**Given exercise:**
Quote every item below word for word, leaving out the pictures.

Dataset entries:
————————

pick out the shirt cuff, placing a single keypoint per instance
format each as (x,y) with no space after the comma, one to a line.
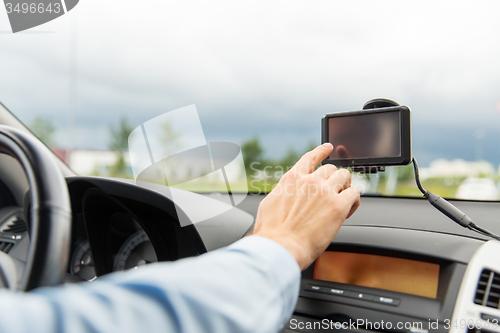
(282,267)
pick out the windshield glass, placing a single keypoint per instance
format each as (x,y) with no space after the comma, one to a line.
(262,74)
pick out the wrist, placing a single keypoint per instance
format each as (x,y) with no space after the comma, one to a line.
(293,245)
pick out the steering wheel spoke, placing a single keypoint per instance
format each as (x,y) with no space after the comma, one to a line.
(49,215)
(11,271)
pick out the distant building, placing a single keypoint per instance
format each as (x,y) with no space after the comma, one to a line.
(457,168)
(89,162)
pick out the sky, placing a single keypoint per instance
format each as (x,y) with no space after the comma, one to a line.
(269,69)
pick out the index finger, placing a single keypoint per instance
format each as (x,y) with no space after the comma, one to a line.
(309,161)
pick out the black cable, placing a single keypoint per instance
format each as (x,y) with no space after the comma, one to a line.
(484,231)
(448,209)
(417,177)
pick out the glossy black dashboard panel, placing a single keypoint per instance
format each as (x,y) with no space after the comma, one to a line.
(407,228)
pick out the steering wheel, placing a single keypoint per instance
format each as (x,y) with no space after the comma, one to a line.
(49,214)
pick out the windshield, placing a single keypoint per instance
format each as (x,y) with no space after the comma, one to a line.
(261,75)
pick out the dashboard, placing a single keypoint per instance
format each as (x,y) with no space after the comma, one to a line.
(397,265)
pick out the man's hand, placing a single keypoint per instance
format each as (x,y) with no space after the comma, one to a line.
(307,208)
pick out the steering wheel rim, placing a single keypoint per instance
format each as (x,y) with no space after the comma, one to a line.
(50,209)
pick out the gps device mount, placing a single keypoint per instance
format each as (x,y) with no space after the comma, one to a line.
(375,104)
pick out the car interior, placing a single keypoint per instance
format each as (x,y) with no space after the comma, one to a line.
(397,265)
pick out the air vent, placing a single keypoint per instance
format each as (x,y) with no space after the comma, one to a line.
(15,225)
(488,289)
(6,246)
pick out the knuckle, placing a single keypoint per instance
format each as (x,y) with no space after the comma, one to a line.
(345,173)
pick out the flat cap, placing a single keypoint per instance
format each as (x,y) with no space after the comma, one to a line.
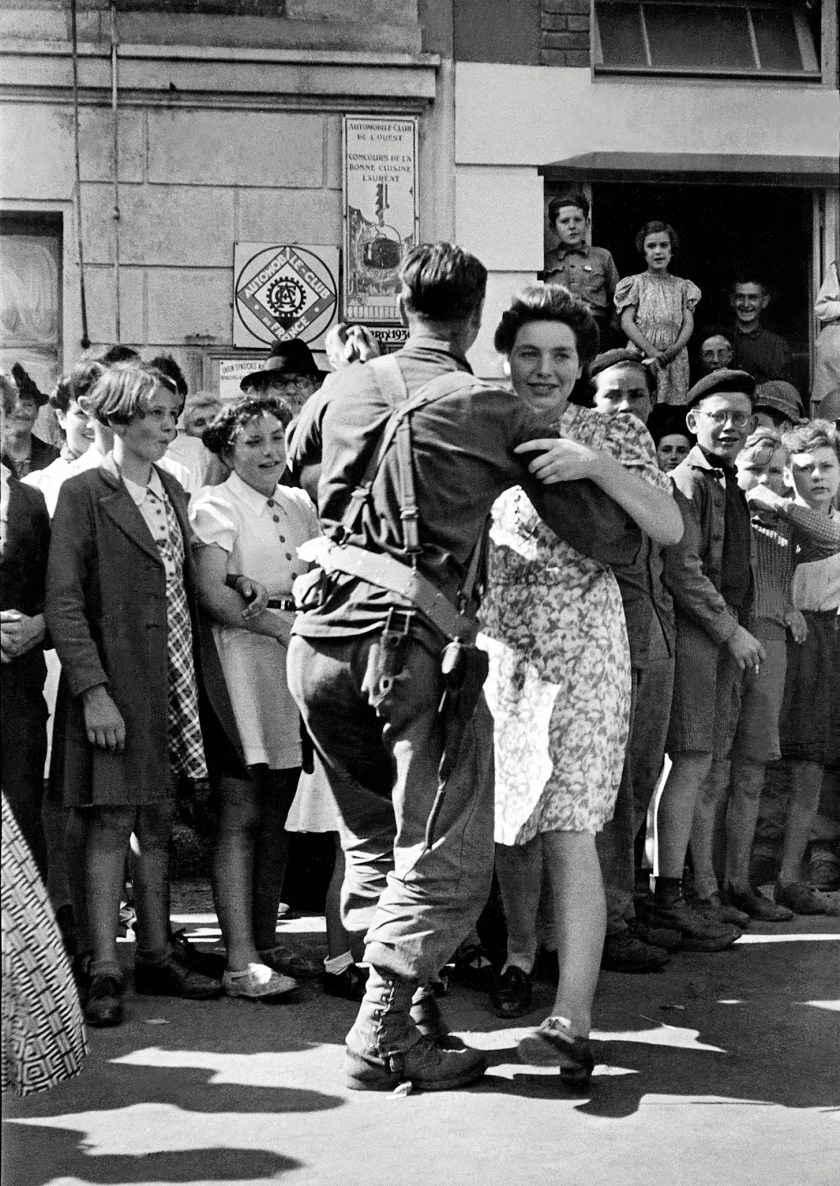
(780,396)
(720,382)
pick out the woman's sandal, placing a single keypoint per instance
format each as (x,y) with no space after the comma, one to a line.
(256,982)
(553,1045)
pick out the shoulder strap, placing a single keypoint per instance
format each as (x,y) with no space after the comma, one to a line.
(393,386)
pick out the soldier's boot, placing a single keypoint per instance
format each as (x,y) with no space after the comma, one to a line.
(385,1049)
(428,1018)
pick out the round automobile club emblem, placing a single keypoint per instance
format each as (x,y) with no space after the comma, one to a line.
(284,293)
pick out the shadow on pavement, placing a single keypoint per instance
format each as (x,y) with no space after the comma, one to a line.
(733,1027)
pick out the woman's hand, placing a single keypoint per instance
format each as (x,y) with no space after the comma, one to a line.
(764,499)
(103,720)
(797,625)
(255,594)
(560,459)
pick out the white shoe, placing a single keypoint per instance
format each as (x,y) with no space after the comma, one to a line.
(256,981)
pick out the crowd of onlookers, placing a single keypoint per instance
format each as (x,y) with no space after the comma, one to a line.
(147,584)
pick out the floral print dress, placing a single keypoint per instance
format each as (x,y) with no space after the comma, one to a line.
(559,682)
(661,303)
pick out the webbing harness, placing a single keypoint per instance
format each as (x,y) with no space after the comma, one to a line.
(381,568)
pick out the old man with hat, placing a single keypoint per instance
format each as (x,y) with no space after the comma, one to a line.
(290,372)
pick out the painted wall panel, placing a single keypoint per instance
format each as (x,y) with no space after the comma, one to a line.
(498,216)
(183,303)
(235,148)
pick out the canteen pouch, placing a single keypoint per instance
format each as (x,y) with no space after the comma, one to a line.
(387,657)
(464,674)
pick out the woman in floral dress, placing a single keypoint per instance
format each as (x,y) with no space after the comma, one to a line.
(559,683)
(657,311)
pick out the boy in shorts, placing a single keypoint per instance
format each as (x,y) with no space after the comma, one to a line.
(810,713)
(710,580)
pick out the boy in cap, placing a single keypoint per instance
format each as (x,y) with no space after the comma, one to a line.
(710,579)
(589,272)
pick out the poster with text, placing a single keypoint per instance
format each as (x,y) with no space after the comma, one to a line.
(380,214)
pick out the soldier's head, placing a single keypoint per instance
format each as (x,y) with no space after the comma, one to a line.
(445,286)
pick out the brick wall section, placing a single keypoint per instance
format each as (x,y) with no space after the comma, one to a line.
(565,33)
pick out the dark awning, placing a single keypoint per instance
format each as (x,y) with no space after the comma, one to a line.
(699,169)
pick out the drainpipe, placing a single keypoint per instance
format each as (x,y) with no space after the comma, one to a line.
(83,301)
(115,114)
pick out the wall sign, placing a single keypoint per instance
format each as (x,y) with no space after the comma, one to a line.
(380,214)
(284,292)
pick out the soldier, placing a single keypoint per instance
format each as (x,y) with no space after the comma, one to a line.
(407,454)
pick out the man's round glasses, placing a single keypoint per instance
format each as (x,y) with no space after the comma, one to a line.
(738,419)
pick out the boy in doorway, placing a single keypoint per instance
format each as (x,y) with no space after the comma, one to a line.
(710,580)
(589,272)
(763,354)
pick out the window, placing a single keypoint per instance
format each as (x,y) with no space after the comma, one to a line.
(733,37)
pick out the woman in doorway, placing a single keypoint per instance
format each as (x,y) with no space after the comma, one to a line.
(559,684)
(657,311)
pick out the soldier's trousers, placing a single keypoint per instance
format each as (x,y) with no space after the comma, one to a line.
(414,888)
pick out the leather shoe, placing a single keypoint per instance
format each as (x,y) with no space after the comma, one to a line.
(103,1006)
(799,897)
(624,952)
(757,906)
(175,977)
(510,994)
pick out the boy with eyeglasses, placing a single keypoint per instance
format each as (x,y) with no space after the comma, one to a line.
(710,578)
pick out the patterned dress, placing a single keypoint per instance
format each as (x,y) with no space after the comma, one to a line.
(43,1035)
(559,683)
(661,303)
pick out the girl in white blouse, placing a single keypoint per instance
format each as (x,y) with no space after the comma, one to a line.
(252,525)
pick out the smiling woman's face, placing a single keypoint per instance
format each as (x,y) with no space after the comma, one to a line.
(545,364)
(258,454)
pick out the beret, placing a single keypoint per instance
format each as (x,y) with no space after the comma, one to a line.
(615,358)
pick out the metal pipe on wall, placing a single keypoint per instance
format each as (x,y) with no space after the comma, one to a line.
(115,114)
(83,300)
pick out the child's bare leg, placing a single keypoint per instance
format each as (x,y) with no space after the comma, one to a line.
(580,922)
(337,938)
(676,808)
(519,868)
(108,831)
(271,852)
(742,816)
(152,830)
(707,826)
(805,801)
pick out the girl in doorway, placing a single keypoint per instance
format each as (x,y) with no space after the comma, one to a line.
(657,311)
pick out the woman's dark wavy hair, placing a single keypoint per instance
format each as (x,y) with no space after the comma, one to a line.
(655,228)
(548,303)
(222,432)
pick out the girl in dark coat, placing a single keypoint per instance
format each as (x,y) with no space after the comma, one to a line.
(121,609)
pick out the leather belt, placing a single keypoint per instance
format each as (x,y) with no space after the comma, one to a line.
(382,569)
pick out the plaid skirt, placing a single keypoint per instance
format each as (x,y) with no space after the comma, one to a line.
(43,1034)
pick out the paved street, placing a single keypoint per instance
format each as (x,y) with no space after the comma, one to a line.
(721,1071)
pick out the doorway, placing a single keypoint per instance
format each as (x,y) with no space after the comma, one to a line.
(723,228)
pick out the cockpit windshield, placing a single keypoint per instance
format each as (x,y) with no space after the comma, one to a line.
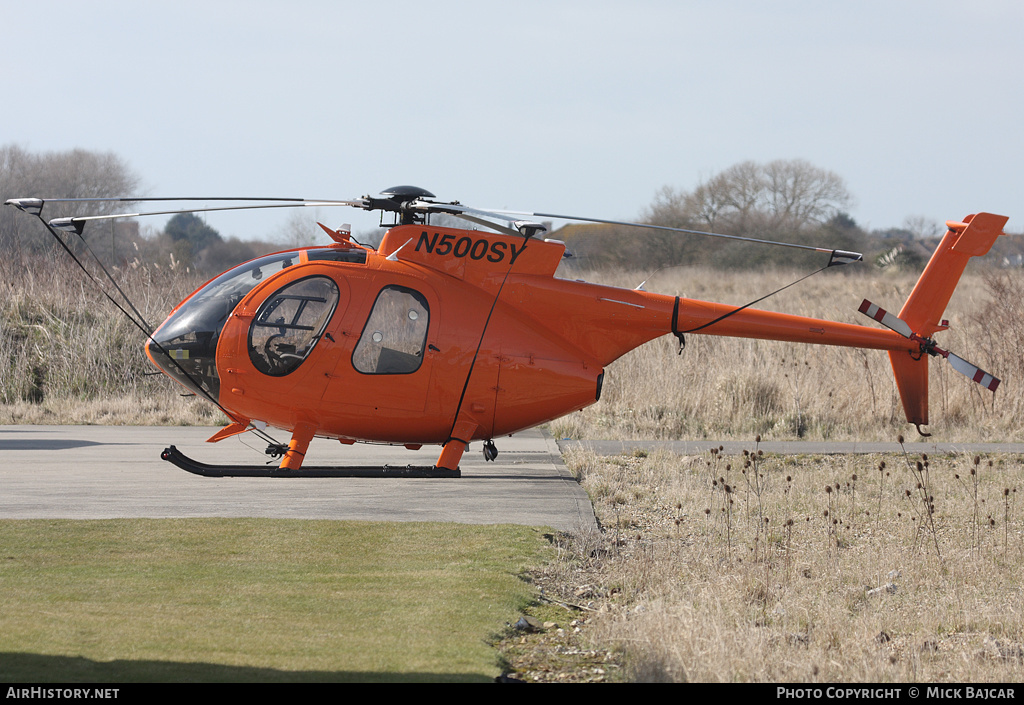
(185,346)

————————

**Output for this exercise:**
pick out the shirt cuff, placing a single keypoint per instance
format each as (x,y) with no space after the comma, one to a line.
(282,267)
pick out the windshield glass, placing a single keypoint per instance
format each as (x,y) with no space after the comma, one to a line.
(262,74)
pick out the wrist, placing a single keypoint per instance
format each as (x,y) with no space after the comma, one to a line.
(293,245)
pick out the steering wheel spoke, placing a single keypoint per instance
format each as (x,y) with no space after the comma, one to a line.
(49,215)
(11,271)
pick out the distant building, placing a single keypoint per instance
format each as (x,y) with no space after the comma, one to a line.
(457,168)
(89,162)
pick out the sky, placing a single keypoint per instance
format each as (x,y) with no space after the comma, one to a line.
(269,69)
pick out the index finger, placing a single keypoint per instance
format each as (x,y) with no space after the comma, one to a line.
(309,161)
pick out the black cable, placing a single keypoint per instance
format each as (x,y) with no space after the comma, one to a line.
(484,231)
(448,209)
(417,177)
pick out the glossy black dashboard panel, placing a single keypoint per instance
format each as (x,y) with no space after the comma, one to a line.
(407,228)
pick out the steering wheel, placing a single keypoint per instance
format each as (x,y) with no space after the comma, one to a line.
(49,214)
pick out the windshield, placing a single keypoint per instance
format each as (x,y) with no space after the comma, one to a line.
(261,75)
pick out the dashboard, placing a single keypoint per instance
format each as (x,y) with no space after the comma, one to a line.
(397,265)
pick out the man's hand, placing a single keypoint per instance
format each as (x,y) with no space after the comma, one to a line.
(307,208)
pick out the steering wheel rim, placing a single keypoint per instance
format each as (x,y) with no space after the comma, one to a line.
(50,209)
pick out the gps device mount, placing a single keypoint per instance
format each as (x,y) with no space after the comma, one to a line.
(375,104)
pick out the car interior, placing a single keypoint per instance
format each as (x,y) with no space after the comma, one to a line.
(397,265)
pick out the air vent, placing a single keypoint per instance
format each as (x,y) with no space after the comma, one to a line.
(15,225)
(488,289)
(6,246)
pick out the knuckle, placing a single keypoint per instance
format each as (x,y) with no space after the comma, one to a line.
(345,173)
pick out the flat cap, placing a single keypoint per instance
format each as (x,y) with no space after the comma, one to a line.
(780,396)
(720,382)
pick out the woman's sandal, placing a single keypoint per instance
format each as (x,y) with no space after the comma, one to a line.
(256,982)
(553,1045)
pick out the shoulder strap, placing a single keypoint per instance
format each as (x,y) with no space after the comma, one to a line.
(393,386)
pick out the soldier's boot, placing a single keypoint per instance
format each as (x,y) with no space after the comma, one to a line.
(385,1049)
(428,1018)
pick out the round automobile club emblem, placing a single keypoint per instance
format each as (x,y) with no space after the comma, one to a line.
(284,293)
pick out the shadow on pavement, placing a single keypoint per instance
format each as (x,y) with no space after the comma, one to a line.
(733,1027)
pick out the woman's hand, placing a single keypoint per instance
format each as (x,y) with no space after the comma, one to a line.
(764,499)
(103,720)
(797,625)
(255,594)
(560,459)
pick out the white shoe, placing a single keypoint per instance
format each as (x,y) with no space after the comma, one to a line.
(256,981)
pick out the crowd of onlookers, placing a single keypoint per instance
format each as (x,y) with no space after the comma, one to a line.
(147,584)
pick out the floral print dress, placing a single keypoint per instance
format each as (x,y) with no space after the comma, one to a line.
(559,682)
(661,303)
pick out the webbing harness, placing a single keypoint per instance
format each as (x,y) with no space after the comma, one to a line.
(381,568)
pick out the old man with hat, placing a single keypoint per instance
format each as (x,y) with no space after the comma, one to a line.
(290,372)
pick out the painted wall panel, placing a single keypoint per instance
format each as (x,y) with no space after the comma, one to a line.
(498,216)
(183,303)
(235,148)
pick out the canteen pouch, placing a single keypoint per instance
format each as (x,y) with no space after the comma, one to a line.
(387,657)
(464,674)
pick out the woman in floral dress, placing a single keypoint per instance
format each as (x,y) with no space after the comma, one to a line.
(559,683)
(657,311)
pick out the boy in shorts, placing a single keypoint per instance
format each as (x,y) with no space after the comma, one to a line.
(810,713)
(710,580)
pick out the boy in cap, placing a single keypoint per instance
format each as (x,y) with no space after the comma, one to a line.
(710,579)
(589,272)
pick out the poster with text, placing a single keypoint per instance
format each as (x,y) with no space after the comma, one to a line.
(380,214)
pick out the soldier's head, placing a single keypoint per instance
format each as (x,y) with no space after the comma, one to a line.
(445,286)
pick out the brick wall section, placing a single keypoint per instance
format each as (x,y) with no space after the comma, one to a line.
(565,33)
pick out the dark awning, placing a single keypoint per instance
format each as (x,y) with no space after the comma, one to a line.
(699,169)
pick out the drainpipe, placing a single keypoint per instance
format each as (x,y) with no space after the comma, one to a line.
(83,301)
(115,114)
pick out the wall sign, placing a single keypoint per instance
format each as (x,y) with no space after the comma, one to a line.
(380,214)
(284,292)
pick out the soldier, placing a single keypoint per instance
format each as (x,y) with no space after the comma, one to a line.
(407,454)
pick out the man's round glasses, placing a single keypoint per instance
format each as (x,y) with no space after the comma, one to a line.
(738,419)
pick out the boy in doorway, placing a single keypoint per instance
format each as (x,y) with no space after the comma, one to a line.
(710,580)
(589,272)
(763,354)
pick out the window, placing a single keypoint per instance
format each as (x,y) with no space after the comma, one to a line.
(733,37)
pick out the woman in doorway, placing a single keypoint per instance
format each as (x,y) with no space after the comma, one to a line.
(559,684)
(657,311)
pick out the soldier's trousers, placing a single keypoint per instance
format each as (x,y) with no space after the comma, one to a line.
(414,888)
pick out the leather shoe, placing a single keypoint per instance
format each as (x,y) with no space after the comma, one to a line.
(103,1006)
(799,897)
(624,952)
(757,906)
(175,977)
(510,994)
pick out the boy with eyeglasses, placing a single keypoint per instance
format each as (x,y) with no space after the comma, one to a line.
(710,578)
pick out the patterned dress, placing a single keypoint per instance
format each as (x,y) with no space after the comma, one to a line.
(43,1035)
(559,683)
(661,303)
pick out the girl in white blouse, placing a single keypoint per instance
format each as (x,y) with no space after the comma, one to a line.
(252,525)
pick out the smiling woman's face, placing a single keypoint per instance
format each as (x,y) with no space after the comma, one to a line.
(545,364)
(258,454)
pick out the beret, placing a single keypoint per instance
format each as (x,y) with no space after the comma, one to a line.
(615,358)
pick out the metal pipe on wall, placing a single keypoint per instance
format each as (x,y) with no space after the comma, one to a line.
(115,114)
(83,300)
pick out the child's bare leg, placing a single keypoint per instance
format each as (x,y) with no space after the comma, one to a line.
(580,922)
(337,938)
(676,808)
(519,868)
(108,831)
(271,852)
(742,816)
(152,830)
(707,826)
(805,801)
pick out the girl in doorway, placing a single keypoint per instance
format each as (x,y) with no space after the comma, one to a line.
(657,311)
pick out the woman's dark wavy hair, placing a single keypoint per instance
format each as (x,y) with no space after the comma, one to a line.
(655,228)
(548,303)
(222,432)
pick out the girl in dark coat, placing a single keypoint per instance
format each as (x,y) with no space after the comma, one to a line.
(121,609)
pick out the leather belt, placing a single keypoint per instance
format each as (x,y) with no space after the comma, one to a line.
(382,569)
pick out the plaid skirt, placing a single keypoint per instance
format each as (x,y) with no space after the comma, one to a line.
(43,1034)
pick out the paved street, placing a single keypoint per instance
format each as (x,y) with no space after the comma, one to a line.
(721,1071)
pick out the doorway, placing a single keypoint per instance
format each as (x,y) with no space after the comma, one to a line.
(723,228)
pick out the cockpit windshield, placing a single keypoint per instance
format each as (x,y) with no space after the comma, one to a line.
(185,346)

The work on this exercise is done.